DATASET ENTRIES Block Start
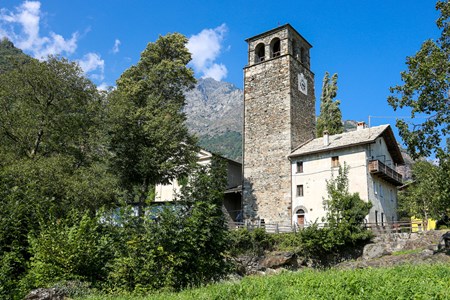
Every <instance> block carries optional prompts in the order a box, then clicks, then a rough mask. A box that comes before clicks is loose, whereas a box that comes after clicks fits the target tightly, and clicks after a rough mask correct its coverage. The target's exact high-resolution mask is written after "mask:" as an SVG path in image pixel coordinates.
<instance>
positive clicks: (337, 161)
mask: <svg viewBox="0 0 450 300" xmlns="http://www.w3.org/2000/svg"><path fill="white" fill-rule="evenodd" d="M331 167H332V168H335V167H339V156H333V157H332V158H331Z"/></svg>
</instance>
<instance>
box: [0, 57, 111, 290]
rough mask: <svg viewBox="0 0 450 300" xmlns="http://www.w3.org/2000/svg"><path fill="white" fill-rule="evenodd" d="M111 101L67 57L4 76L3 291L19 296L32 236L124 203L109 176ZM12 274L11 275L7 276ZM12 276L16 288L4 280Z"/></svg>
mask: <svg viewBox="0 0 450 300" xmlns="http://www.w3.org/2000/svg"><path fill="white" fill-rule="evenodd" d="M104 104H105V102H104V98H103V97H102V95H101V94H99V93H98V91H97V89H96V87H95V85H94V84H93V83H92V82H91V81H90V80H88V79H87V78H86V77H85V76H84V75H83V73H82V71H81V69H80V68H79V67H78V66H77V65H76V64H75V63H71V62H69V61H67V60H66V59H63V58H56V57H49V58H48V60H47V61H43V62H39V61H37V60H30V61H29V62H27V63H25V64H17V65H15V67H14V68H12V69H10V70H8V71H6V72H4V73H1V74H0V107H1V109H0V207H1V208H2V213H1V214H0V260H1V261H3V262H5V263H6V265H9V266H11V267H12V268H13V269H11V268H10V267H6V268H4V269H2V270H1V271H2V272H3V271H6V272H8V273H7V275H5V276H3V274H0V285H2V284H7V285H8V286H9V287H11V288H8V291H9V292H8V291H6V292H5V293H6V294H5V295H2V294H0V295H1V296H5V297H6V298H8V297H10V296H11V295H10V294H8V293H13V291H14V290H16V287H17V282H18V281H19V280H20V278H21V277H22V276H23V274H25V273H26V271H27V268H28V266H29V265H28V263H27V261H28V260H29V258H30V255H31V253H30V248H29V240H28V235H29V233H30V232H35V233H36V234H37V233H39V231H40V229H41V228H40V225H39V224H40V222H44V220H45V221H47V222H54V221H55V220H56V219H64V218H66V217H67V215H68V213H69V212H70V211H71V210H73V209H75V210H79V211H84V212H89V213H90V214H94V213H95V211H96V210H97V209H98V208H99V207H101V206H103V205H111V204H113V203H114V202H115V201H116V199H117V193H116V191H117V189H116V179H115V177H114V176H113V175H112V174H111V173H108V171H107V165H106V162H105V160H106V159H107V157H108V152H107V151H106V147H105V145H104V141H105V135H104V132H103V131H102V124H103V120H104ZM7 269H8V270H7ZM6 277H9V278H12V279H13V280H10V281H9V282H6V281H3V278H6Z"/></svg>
DATASET ENTRIES Block End
* _PROBLEM TO SOLVE_:
Put every line of the items above into a JSON list of strings, one string per line, skipping blank lines. Leave the pictures out.

* _ANSWER SPACE_:
[
  "Every <instance> block carries optional prompts in the order a box, then clicks, then a rough mask. A box that comes before clicks is loose, whereas a box that comes after clicks fits the target tightly, and clicks after a rough mask correct its coverage. The target's exact high-resolution mask is written after \"mask:\" as an SVG path in image pixel coordinates.",
  "<instance>",
  "positive clicks: (337, 161)",
  "mask: <svg viewBox=\"0 0 450 300\" xmlns=\"http://www.w3.org/2000/svg\"><path fill=\"white\" fill-rule=\"evenodd\" d=\"M331 167H332V168H335V167H339V156H333V157H332V158H331Z\"/></svg>",
  "</instance>",
  "<instance>",
  "box: [0, 57, 111, 290]",
  "rough mask: <svg viewBox=\"0 0 450 300\" xmlns=\"http://www.w3.org/2000/svg\"><path fill=\"white\" fill-rule=\"evenodd\" d=\"M111 101L67 57L4 76L3 291L19 296L32 236L124 203L109 176ZM12 274L11 275L7 276ZM12 276L16 288L4 280Z\"/></svg>",
  "mask: <svg viewBox=\"0 0 450 300\" xmlns=\"http://www.w3.org/2000/svg\"><path fill=\"white\" fill-rule=\"evenodd\" d=\"M104 104H105V102H104V98H103V97H102V95H101V94H99V93H98V91H97V89H96V87H95V85H94V84H93V83H92V82H91V81H90V80H88V79H87V78H86V77H85V76H84V75H83V73H82V71H81V69H80V68H79V67H78V66H77V65H76V64H75V63H71V62H69V61H67V60H66V59H63V58H56V57H49V58H48V60H47V61H43V62H39V61H37V60H30V61H29V62H27V63H25V64H17V65H15V67H14V68H12V69H10V70H8V71H6V72H4V73H1V74H0V107H1V109H0V207H1V208H2V213H1V214H0V260H1V261H3V262H5V263H6V265H9V266H11V267H12V268H13V269H11V268H10V267H6V268H4V269H2V270H1V271H2V272H3V271H6V272H8V273H7V275H5V276H3V274H0V285H2V284H7V285H8V286H9V287H11V288H8V291H9V292H8V291H6V292H5V293H6V294H5V295H2V294H0V295H1V296H5V297H6V298H8V297H10V296H11V295H10V294H8V293H13V291H14V290H16V287H17V282H18V281H19V280H20V278H21V277H22V276H23V274H25V273H26V271H27V268H28V266H29V265H28V263H27V261H28V260H29V258H30V255H31V253H30V248H29V240H28V235H29V233H30V232H35V233H36V234H37V233H39V231H40V229H41V228H40V225H39V224H40V222H44V220H45V221H47V222H54V221H55V220H56V219H64V218H66V217H67V215H68V213H69V212H70V211H71V210H73V209H75V210H79V211H84V212H89V213H90V214H94V213H95V211H96V210H97V209H98V208H99V207H101V206H103V205H111V204H113V203H114V202H115V201H116V199H117V193H116V191H117V189H116V179H115V177H114V176H113V175H112V174H111V173H108V171H107V165H106V162H105V160H106V159H107V157H108V152H107V151H106V147H105V145H104V141H105V135H104V132H103V131H102V124H103V120H104ZM7 269H8V270H7ZM6 277H9V278H12V279H13V280H10V281H9V282H6V281H3V278H6Z\"/></svg>"
]